> Exercise instructions:
Will you write out all the entries below exactly?
>> begin
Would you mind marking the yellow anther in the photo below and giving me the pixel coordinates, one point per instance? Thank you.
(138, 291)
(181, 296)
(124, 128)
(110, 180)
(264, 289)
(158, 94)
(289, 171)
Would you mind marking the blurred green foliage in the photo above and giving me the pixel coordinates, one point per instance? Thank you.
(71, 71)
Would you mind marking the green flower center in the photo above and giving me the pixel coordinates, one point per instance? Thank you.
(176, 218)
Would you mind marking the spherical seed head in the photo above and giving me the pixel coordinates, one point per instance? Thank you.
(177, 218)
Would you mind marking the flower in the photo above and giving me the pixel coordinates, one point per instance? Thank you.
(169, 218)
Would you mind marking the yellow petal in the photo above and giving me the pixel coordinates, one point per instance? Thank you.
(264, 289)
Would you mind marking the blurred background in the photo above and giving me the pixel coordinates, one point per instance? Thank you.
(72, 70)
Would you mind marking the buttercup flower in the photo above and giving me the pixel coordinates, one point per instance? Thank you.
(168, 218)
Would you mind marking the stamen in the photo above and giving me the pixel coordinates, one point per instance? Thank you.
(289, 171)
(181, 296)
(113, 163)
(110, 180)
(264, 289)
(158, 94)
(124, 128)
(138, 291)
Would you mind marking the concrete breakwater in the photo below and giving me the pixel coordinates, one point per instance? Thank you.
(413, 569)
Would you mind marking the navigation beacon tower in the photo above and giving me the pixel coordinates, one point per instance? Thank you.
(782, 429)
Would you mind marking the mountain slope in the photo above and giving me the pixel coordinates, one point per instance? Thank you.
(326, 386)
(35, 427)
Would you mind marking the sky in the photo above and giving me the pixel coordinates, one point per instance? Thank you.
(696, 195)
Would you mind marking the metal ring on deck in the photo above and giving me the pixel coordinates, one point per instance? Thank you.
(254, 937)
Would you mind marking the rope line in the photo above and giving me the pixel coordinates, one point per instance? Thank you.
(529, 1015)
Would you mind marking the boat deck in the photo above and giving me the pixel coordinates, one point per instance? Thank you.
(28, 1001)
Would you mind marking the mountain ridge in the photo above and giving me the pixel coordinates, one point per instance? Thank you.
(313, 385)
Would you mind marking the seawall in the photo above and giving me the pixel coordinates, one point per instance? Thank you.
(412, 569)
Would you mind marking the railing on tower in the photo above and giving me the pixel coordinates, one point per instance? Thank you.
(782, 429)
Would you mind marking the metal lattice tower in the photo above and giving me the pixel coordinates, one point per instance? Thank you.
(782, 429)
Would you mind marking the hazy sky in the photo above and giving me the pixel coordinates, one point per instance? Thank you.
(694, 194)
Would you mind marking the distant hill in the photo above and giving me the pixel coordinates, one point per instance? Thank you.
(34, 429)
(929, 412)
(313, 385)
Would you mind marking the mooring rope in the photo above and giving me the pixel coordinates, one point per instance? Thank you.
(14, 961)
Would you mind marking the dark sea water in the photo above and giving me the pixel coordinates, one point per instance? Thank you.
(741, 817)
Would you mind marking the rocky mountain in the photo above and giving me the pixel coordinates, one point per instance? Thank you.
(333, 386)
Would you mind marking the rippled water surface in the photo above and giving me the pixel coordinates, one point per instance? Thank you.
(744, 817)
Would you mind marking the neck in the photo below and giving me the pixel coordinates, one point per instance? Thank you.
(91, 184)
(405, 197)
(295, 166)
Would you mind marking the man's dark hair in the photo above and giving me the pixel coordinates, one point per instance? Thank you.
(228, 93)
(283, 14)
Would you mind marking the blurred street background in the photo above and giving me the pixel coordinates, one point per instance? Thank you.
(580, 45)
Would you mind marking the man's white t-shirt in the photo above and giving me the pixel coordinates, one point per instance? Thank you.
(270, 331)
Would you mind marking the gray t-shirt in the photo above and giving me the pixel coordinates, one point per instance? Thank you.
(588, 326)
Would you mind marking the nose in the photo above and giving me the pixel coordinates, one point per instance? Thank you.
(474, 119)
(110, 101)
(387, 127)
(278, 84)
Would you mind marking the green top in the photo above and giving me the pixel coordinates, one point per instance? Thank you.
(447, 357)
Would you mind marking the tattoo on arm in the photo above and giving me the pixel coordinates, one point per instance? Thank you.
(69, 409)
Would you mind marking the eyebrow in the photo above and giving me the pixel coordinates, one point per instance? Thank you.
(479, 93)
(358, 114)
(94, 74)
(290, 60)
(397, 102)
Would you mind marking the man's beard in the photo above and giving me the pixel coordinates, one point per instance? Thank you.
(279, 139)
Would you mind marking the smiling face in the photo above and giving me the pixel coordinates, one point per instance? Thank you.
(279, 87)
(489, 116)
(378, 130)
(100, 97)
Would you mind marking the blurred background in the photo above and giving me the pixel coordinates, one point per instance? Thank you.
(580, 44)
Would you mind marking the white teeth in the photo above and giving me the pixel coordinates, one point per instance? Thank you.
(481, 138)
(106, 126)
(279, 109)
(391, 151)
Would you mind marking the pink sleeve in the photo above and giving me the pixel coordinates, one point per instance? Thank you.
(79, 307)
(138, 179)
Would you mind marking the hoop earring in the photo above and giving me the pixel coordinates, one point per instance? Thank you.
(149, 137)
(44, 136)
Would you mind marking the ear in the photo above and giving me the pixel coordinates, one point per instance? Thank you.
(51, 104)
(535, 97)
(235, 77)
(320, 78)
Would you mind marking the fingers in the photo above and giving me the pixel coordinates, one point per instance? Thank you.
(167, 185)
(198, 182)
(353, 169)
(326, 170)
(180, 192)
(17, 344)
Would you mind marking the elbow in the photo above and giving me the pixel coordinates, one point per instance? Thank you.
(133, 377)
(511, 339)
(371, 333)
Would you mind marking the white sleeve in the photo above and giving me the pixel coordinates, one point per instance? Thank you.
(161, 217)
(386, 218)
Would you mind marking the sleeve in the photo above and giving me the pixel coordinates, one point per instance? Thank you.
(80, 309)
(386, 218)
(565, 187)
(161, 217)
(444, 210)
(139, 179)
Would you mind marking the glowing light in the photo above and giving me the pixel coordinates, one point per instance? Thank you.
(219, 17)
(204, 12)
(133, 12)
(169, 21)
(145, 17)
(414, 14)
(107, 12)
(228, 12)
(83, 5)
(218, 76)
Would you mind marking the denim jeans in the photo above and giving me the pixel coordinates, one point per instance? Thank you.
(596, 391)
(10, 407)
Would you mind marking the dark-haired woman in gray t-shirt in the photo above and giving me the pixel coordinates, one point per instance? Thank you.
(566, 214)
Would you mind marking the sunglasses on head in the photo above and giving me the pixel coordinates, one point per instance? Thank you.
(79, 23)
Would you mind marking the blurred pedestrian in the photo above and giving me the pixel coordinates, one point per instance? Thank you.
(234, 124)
>> end
> Complete response:
Would you mind marking the yellow anther in the photo below and giving me the pixel coordinates, one point per instance? Thank you.
(138, 291)
(181, 296)
(124, 128)
(110, 180)
(264, 289)
(158, 94)
(289, 171)
Would you mind marking the blurred green foliage in the photo above and giving me the pixel coordinates, one point per instance? Thank you.
(71, 71)
Would you mind marking the green flower center in the photo above and giving me the pixel coordinates, one point per instance? Thank you.
(176, 218)
Would you mind marking the spherical seed head in the photo above and giving me the pixel coordinates, one point per instance? Thank you.
(177, 218)
Would you mind marking the flower in the photo above and giving me the pixel coordinates, one point per instance? Thank you.
(169, 218)
Would you mind marking the yellow petal in the photo above and giving me the pixel coordinates, one point per instance? Thank you.
(264, 289)
Would you mind marking the blurred background in the photo above and giving me the pixel coordinates, one point per instance? Thank you.
(72, 70)
Would you mind marking the buttercup flower in the photo above and giving me the pixel coordinates, one point per instance? Thank you.
(168, 218)
Would you mind marking the stamen in the photo above and giving me the pixel coordinates, one point per instance? Thank you.
(289, 171)
(181, 296)
(113, 163)
(110, 180)
(264, 289)
(158, 94)
(124, 128)
(138, 291)
Would you mind marking the concrete breakwater in the photo below and giving me the pixel coordinates, one point per instance? Thank you.
(413, 569)
Would you mind marking the navigation beacon tower in the photo above and giving me the pixel coordinates, one point per instance? Thank you.
(782, 429)
Would you mind marking the mountain slope in the photo above and giving me the pixel coordinates, one point per instance? Thank you.
(326, 386)
(35, 427)
Would you mind marking the sky in the photo above and giving me the pixel coordinates, one point per instance? Thank you.
(696, 195)
Would you mind marking the metal ring on deck in the photo above and giving me the pixel coordinates, one point per instance? Thank you.
(254, 937)
Would you mind marking the rope line in the photo above and giving me the pixel coordinates, one point per instance? Thank you.
(529, 1015)
Would you mind marking the boat deck in the photo above and giving me the pixel coordinates, one point per instance? Thank you.
(28, 1001)
Would you mind marking the mountain ridge in the photo above and giving me the pixel coordinates, one point per instance? Thank you.
(313, 385)
Would you mind marking the seawall in the photo above and giving me the pixel coordinates, one point per instance? Thank you.
(412, 569)
Would you mind marking the railing on tower in the photo above and giving me the pixel coordinates, one point per instance? Thank you.
(782, 429)
Would you mind marking the metal lattice tower in the photo above and giving me the pixel coordinates, one point per instance? Thank you.
(782, 429)
Would you mind marking the hazy sky in the photo above and giving me the pixel coordinates, one point per instance? Thank you.
(694, 194)
Would you mind marking the distant hill in the photo above and giving me the pixel coordinates, one point per instance? Thank you.
(34, 429)
(929, 412)
(313, 385)
Would you mind marking the mooring rope in the photo above and giving me the pixel coordinates, one point per instance? Thank you.
(14, 961)
Would you mind marking the dark sea water in the photo above and giving me the pixel coordinates, one point per instance? Thank you.
(741, 817)
Would you mind marking the rocky mountain in the photo above and giving me the pixel coordinates, one point per instance? Thank you.
(333, 386)
Would you mind marking the rippled water surface in the photo above and giving me the pixel coordinates, one point per instance? Thank you.
(744, 817)
Would you mind marking the neck in the photo below and giving me the pixel coordinates, one point per instance? Thank you.
(91, 184)
(405, 197)
(295, 166)
Would you mind marking the man's dark hair in the photo above and giving me the pixel coordinates, one point per instance? Thank you.
(228, 93)
(283, 14)
Would you mind marking the blurred street background in the photo above and giving me the pixel coordinates, one point per instance? Thank you.
(580, 45)
Would you mind marking the man's white t-shirt in the photo above and giving me the pixel coordinates, one point per instance? Thank you.
(270, 331)
Would you mind marking the gray t-shirt in the photo above and giving me the pixel coordinates, one point per instance? Thank you.
(588, 326)
Would you mind marking the nose in the photo above and giving me the pixel coordinates, one point per instance? Thank you.
(474, 119)
(110, 101)
(387, 127)
(278, 84)
Would you mind marking the green top in the photo above and giving me the pixel coordinates, one point per instance? Thank you.
(447, 357)
Would you mind marking the tattoo on arm in the photo above and giving me the pixel coordinates, one point per instance? Thank you.
(69, 409)
Would you mind marking the eyebrow in the photo above and giving me the pixel coordinates, one point per instance? Thank you.
(479, 93)
(358, 114)
(94, 74)
(290, 60)
(397, 102)
Would you mind marking the man's beard in the photo above and giving me the pixel coordinates, one point per instance? Thank you.
(279, 139)
Would you mind marking the smiling face in the photo above and giving me the pixel coordinates, one point per instance? Thank you.
(279, 87)
(489, 116)
(378, 130)
(100, 97)
Would you mind marking the blurred background in the photo above and giving me the pixel coordinates, one point per instance? Thank you.
(580, 44)
Would you mind marking the white teeth in the photo above and giving me the pixel coordinates, one point per instance? Thank you.
(481, 138)
(106, 126)
(279, 109)
(391, 151)
Would you mind marking the pink sleeve in the photo above and giving me the pixel coordinates, one point per instance? Thank you.
(79, 307)
(138, 179)
Would you mind marking the hoop earring in the photo above and giving me the pixel coordinates, one point per instance? Thank you.
(149, 137)
(44, 136)
Would you mind marking the ear in the photo above and giving me the pixel coordinates, one point per instance? Thank you.
(51, 104)
(535, 97)
(235, 77)
(320, 78)
Would you mind marking the fingers in the photo above and giving me the pixel coordinates, one point per instance? Thank you.
(167, 185)
(198, 182)
(353, 169)
(326, 170)
(180, 192)
(17, 344)
Would you mind marking the elbow in the photo above and giving me the pixel coordinates, one point per instance? Thank you.
(133, 377)
(511, 339)
(371, 333)
Would you mind marking the white sleeve in the photo above and giving me the pixel coordinates, one point per instance? Thank you.
(161, 217)
(386, 218)
Would you mind marking the sleeve in the photo above and giving me the pixel coordinates, one point per instance? Thank you.
(80, 309)
(386, 218)
(565, 187)
(161, 217)
(444, 210)
(139, 179)
Would you mind marking the glowing light in the photo above and giving me the pixel coordinates, one point per instance? Thank you.
(219, 17)
(204, 12)
(133, 12)
(169, 21)
(145, 17)
(414, 14)
(107, 12)
(228, 12)
(83, 5)
(218, 76)
Would you mind marking the denim jeans in the photo above and giving me the pixel coordinates, one point per instance? Thank you.
(596, 391)
(10, 407)
Would you mind marking the dark-haired woman in gray t-shirt in the photo above and giving me the pixel coordinates, one point per instance? Thank you.
(566, 214)
Would you mind marking the sunglasses on head in the photo above and giving me the pixel coordinates, one point per instance? Thank you.
(79, 23)
Would you mind marking the blurred pedestrian in the photo above and giving me the pixel coordinates, one point per instance? Thank you.
(234, 124)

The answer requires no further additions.